** START OF EXERCISE INPUT **

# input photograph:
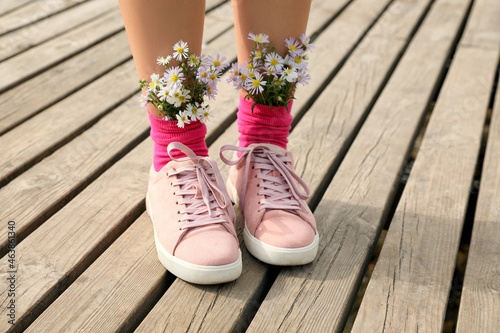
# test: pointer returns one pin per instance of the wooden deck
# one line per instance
(398, 129)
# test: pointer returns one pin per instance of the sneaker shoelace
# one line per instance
(280, 192)
(200, 190)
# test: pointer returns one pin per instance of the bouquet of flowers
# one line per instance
(179, 92)
(268, 78)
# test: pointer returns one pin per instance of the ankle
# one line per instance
(163, 132)
(263, 124)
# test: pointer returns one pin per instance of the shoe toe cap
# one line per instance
(285, 230)
(208, 246)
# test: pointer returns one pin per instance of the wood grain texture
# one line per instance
(109, 293)
(51, 180)
(38, 136)
(409, 288)
(480, 298)
(57, 83)
(35, 60)
(32, 12)
(36, 33)
(48, 183)
(228, 301)
(10, 5)
(343, 33)
(68, 242)
(317, 297)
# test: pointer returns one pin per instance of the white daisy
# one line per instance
(306, 41)
(289, 74)
(213, 76)
(194, 111)
(173, 98)
(299, 62)
(233, 73)
(164, 93)
(256, 84)
(303, 78)
(260, 38)
(181, 49)
(174, 77)
(184, 96)
(217, 62)
(144, 100)
(293, 46)
(182, 119)
(274, 61)
(155, 80)
(163, 61)
(194, 61)
(203, 74)
(206, 114)
(211, 90)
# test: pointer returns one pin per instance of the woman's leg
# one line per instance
(154, 26)
(280, 228)
(279, 19)
(192, 229)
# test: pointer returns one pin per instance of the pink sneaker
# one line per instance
(280, 229)
(193, 220)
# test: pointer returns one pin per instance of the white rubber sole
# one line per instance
(193, 273)
(280, 256)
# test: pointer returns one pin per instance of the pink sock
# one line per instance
(263, 125)
(164, 131)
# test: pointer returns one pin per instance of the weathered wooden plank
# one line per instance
(38, 136)
(35, 60)
(105, 283)
(52, 182)
(32, 12)
(56, 83)
(480, 298)
(109, 307)
(9, 5)
(409, 288)
(36, 33)
(112, 210)
(232, 301)
(63, 246)
(356, 202)
(53, 85)
(49, 182)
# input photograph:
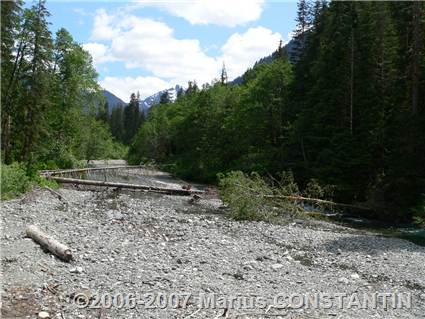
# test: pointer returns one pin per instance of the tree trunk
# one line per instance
(170, 191)
(48, 243)
(417, 39)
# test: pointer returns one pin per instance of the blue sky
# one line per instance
(148, 46)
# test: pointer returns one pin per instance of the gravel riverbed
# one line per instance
(163, 256)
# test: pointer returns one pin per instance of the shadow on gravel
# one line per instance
(370, 244)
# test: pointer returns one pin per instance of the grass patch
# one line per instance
(14, 181)
(251, 197)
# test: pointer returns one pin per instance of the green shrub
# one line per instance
(250, 197)
(14, 181)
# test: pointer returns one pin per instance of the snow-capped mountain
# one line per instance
(146, 104)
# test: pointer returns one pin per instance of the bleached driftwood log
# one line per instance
(170, 191)
(47, 242)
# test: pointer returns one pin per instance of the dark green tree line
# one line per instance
(349, 112)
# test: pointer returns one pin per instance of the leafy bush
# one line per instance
(14, 181)
(250, 197)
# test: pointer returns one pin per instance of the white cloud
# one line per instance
(151, 46)
(228, 13)
(103, 26)
(241, 51)
(124, 86)
(99, 52)
(80, 11)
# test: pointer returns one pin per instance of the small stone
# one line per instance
(277, 266)
(76, 270)
(43, 315)
(355, 276)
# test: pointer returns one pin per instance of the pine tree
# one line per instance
(37, 75)
(223, 76)
(11, 61)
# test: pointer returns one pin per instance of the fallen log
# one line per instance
(48, 243)
(87, 169)
(169, 191)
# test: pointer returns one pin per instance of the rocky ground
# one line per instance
(144, 255)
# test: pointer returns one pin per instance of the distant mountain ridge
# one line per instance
(146, 104)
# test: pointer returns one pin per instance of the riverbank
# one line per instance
(147, 244)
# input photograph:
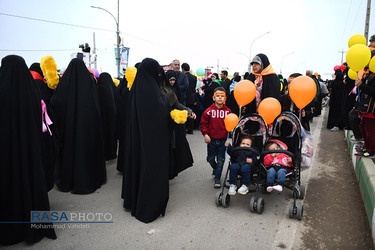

** END OF EXERCISE INPUT **

■ TO DO ■
Copy out each line in the rows above that contains the word "gravel".

■ TASK SOLUTION ■
# test: pointer returns one pin per instance of the gravel riverbed
# test: pointer returns one pin per instance of the shadow on gravel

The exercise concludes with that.